→ Work task
Pick every line from the data that holds the word "roof".

-------- Data supplied --------

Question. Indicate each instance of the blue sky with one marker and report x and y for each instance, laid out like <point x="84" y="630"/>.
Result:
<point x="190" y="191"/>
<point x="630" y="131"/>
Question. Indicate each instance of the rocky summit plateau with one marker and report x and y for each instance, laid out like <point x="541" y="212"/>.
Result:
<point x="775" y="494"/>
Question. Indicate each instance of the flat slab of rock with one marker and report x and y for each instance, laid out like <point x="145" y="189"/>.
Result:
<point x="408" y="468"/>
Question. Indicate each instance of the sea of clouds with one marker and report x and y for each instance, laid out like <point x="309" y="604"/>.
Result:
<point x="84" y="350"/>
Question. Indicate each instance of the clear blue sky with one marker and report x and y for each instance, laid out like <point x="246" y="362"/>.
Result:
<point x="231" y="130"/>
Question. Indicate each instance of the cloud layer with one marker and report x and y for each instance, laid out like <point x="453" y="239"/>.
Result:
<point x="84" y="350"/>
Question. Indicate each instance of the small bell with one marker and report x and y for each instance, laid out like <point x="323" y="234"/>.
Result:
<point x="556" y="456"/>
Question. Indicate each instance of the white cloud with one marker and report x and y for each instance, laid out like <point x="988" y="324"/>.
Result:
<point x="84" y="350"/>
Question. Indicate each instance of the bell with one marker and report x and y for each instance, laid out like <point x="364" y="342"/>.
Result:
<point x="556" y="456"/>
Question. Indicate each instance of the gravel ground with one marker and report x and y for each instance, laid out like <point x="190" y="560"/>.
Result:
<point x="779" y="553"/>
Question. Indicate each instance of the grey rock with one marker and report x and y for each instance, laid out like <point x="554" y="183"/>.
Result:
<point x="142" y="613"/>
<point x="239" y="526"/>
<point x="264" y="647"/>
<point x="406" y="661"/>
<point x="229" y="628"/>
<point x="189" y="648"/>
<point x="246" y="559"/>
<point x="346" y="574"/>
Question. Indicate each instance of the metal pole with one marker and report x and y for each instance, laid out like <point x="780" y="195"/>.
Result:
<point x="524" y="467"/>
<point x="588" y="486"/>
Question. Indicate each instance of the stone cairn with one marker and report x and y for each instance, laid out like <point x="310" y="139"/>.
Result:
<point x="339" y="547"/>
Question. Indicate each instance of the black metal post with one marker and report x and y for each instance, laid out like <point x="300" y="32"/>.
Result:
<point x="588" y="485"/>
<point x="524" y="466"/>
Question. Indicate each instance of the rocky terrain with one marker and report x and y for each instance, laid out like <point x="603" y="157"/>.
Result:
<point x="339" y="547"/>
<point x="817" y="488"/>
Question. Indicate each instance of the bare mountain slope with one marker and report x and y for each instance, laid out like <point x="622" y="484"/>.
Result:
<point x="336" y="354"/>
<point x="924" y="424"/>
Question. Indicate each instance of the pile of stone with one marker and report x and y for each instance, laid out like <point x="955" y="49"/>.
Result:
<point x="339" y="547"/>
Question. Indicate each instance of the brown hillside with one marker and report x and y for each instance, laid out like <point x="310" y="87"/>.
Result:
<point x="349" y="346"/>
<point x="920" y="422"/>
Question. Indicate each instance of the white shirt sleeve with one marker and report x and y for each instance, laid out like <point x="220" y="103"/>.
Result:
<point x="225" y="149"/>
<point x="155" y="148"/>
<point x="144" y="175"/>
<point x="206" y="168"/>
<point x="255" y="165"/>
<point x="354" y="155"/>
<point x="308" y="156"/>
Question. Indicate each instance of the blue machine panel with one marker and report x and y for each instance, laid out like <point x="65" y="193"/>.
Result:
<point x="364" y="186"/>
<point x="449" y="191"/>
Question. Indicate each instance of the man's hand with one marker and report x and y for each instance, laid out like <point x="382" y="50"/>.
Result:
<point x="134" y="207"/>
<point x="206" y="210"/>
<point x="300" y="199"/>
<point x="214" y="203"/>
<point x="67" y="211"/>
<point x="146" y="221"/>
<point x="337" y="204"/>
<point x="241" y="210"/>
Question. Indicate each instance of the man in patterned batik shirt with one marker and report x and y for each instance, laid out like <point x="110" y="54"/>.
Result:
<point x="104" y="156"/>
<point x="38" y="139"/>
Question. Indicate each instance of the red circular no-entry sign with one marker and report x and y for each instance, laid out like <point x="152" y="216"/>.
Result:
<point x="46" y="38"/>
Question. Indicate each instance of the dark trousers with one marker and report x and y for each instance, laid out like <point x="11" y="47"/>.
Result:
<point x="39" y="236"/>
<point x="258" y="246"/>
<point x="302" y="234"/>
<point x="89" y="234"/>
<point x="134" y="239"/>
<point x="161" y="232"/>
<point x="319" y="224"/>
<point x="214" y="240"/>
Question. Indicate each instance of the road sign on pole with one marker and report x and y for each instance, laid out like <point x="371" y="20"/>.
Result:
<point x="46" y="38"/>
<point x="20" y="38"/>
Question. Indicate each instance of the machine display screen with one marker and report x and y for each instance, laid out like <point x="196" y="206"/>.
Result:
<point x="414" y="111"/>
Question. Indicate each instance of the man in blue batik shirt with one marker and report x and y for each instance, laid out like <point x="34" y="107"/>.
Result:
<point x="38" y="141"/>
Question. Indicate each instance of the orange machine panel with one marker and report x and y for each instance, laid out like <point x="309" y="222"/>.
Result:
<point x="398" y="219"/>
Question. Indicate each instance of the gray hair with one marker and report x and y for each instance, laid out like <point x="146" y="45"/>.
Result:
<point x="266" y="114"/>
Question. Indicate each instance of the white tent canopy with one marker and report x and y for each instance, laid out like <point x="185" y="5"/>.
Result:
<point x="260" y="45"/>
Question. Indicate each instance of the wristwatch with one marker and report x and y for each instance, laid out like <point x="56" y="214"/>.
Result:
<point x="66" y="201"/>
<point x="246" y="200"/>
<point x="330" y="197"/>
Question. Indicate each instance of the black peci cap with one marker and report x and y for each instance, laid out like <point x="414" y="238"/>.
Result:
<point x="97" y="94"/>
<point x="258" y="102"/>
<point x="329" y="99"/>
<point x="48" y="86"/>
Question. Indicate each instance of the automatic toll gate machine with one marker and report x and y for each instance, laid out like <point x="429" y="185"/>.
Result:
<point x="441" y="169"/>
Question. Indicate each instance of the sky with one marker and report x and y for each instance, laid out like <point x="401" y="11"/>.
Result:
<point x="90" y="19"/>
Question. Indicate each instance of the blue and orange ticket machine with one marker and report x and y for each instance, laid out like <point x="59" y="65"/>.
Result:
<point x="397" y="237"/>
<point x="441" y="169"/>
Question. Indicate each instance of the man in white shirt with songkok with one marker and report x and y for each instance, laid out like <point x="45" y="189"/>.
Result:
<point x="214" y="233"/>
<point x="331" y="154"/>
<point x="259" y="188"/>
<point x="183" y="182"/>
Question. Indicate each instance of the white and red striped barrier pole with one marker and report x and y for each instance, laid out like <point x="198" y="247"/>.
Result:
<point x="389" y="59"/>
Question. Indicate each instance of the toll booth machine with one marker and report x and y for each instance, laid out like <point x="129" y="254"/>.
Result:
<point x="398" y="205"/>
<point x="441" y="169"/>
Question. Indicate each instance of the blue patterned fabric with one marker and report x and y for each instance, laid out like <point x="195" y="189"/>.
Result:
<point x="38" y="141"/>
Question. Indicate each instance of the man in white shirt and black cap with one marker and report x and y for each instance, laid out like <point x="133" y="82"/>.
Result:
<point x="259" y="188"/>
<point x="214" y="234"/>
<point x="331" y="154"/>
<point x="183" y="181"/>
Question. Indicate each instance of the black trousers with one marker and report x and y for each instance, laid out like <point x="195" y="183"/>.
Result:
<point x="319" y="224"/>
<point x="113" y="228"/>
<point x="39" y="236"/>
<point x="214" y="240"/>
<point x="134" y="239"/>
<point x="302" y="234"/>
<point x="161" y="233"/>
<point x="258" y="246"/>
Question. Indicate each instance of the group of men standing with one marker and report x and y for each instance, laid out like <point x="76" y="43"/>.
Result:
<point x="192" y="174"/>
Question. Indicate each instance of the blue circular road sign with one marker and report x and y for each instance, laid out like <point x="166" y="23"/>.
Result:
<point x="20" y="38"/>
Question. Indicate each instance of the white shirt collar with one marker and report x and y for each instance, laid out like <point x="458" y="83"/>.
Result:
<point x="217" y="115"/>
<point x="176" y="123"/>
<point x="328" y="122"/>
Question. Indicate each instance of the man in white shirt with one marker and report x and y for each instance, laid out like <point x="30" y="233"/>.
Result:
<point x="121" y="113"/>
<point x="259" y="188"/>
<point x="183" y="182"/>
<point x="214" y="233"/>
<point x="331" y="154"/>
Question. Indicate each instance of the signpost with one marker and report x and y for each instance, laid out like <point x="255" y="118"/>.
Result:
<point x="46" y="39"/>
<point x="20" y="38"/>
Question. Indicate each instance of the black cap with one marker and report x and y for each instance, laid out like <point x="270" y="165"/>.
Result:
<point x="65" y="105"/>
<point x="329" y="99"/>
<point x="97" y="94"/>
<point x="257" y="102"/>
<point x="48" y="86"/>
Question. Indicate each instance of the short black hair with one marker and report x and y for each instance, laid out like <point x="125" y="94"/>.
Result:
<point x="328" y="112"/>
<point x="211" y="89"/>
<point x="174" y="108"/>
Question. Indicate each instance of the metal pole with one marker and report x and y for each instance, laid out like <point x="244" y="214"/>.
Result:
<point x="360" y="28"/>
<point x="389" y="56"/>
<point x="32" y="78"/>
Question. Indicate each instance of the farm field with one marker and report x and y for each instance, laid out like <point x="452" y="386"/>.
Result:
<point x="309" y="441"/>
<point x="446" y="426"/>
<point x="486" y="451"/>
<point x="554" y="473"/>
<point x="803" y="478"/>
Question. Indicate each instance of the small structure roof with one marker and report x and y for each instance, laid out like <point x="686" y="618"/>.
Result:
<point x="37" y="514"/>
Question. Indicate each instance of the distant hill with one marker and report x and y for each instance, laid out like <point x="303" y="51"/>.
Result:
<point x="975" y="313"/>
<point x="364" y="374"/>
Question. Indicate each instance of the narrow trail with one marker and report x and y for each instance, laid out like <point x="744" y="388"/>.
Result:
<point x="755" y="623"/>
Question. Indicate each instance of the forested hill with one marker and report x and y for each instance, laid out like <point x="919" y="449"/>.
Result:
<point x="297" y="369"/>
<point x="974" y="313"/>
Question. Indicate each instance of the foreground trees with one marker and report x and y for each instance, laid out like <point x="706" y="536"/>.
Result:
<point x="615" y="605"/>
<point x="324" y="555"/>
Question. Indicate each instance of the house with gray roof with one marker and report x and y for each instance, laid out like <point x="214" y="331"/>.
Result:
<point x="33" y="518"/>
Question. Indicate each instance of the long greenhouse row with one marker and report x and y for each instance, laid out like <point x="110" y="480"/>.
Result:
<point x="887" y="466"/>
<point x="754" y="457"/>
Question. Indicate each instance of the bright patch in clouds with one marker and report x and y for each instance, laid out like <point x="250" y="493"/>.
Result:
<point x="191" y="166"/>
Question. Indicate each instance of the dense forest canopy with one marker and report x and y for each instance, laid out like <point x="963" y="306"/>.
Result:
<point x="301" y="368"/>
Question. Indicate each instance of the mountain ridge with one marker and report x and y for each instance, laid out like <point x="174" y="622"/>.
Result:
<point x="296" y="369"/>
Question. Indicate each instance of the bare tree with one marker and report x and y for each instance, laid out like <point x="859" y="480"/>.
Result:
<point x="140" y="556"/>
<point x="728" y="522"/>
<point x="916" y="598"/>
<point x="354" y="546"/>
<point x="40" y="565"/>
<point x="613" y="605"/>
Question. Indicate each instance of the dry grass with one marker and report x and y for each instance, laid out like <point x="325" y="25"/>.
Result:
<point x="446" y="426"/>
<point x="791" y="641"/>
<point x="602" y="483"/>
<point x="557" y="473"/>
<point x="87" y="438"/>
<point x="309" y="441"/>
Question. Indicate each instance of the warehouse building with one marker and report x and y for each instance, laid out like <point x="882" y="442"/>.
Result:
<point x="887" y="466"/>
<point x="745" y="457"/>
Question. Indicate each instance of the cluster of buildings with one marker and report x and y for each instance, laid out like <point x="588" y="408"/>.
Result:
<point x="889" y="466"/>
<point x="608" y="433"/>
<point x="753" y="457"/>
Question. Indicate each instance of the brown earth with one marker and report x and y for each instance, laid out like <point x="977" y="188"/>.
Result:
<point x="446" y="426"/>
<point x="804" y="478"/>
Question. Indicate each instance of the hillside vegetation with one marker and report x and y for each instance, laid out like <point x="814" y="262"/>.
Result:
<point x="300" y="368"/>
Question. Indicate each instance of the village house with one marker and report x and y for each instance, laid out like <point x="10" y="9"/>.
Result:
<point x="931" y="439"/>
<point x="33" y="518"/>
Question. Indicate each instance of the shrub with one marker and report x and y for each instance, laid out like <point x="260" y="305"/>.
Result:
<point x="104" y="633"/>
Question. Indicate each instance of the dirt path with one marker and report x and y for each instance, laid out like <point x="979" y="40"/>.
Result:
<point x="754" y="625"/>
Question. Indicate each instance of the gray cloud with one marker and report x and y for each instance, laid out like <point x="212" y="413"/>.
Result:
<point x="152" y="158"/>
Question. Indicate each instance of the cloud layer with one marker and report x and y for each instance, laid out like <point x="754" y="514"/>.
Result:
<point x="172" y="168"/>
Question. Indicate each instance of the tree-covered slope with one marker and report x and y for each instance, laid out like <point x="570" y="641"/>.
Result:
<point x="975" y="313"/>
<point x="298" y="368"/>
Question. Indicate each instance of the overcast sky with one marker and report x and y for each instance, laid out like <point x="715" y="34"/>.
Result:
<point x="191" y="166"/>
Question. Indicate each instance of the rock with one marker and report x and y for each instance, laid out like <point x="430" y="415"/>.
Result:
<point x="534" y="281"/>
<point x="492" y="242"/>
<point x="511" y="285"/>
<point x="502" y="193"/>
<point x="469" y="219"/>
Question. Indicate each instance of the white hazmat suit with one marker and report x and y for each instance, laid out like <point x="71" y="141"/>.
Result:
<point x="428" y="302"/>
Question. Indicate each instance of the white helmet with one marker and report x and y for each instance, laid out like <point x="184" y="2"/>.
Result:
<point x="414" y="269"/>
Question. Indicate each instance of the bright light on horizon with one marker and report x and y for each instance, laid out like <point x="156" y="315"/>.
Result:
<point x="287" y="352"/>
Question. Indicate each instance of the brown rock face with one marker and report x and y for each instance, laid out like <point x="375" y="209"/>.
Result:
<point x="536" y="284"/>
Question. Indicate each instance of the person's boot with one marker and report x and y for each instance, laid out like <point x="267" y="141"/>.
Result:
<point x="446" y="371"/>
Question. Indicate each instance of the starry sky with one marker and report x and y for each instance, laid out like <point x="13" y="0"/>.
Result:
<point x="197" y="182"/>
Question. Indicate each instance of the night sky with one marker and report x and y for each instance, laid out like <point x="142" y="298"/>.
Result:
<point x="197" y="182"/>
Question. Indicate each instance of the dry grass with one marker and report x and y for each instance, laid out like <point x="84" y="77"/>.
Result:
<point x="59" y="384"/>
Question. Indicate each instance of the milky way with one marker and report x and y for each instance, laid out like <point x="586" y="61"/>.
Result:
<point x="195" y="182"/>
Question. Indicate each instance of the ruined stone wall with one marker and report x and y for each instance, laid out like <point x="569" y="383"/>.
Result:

--------

→ Response to the exercise
Question. Indicate each instance of the small structure roof with one marker and report x and y for each instance, laid out like <point x="686" y="618"/>.
Question. Indicate each instance of the house with gray roof with one marker and report x and y for each instance, laid out like <point x="214" y="331"/>.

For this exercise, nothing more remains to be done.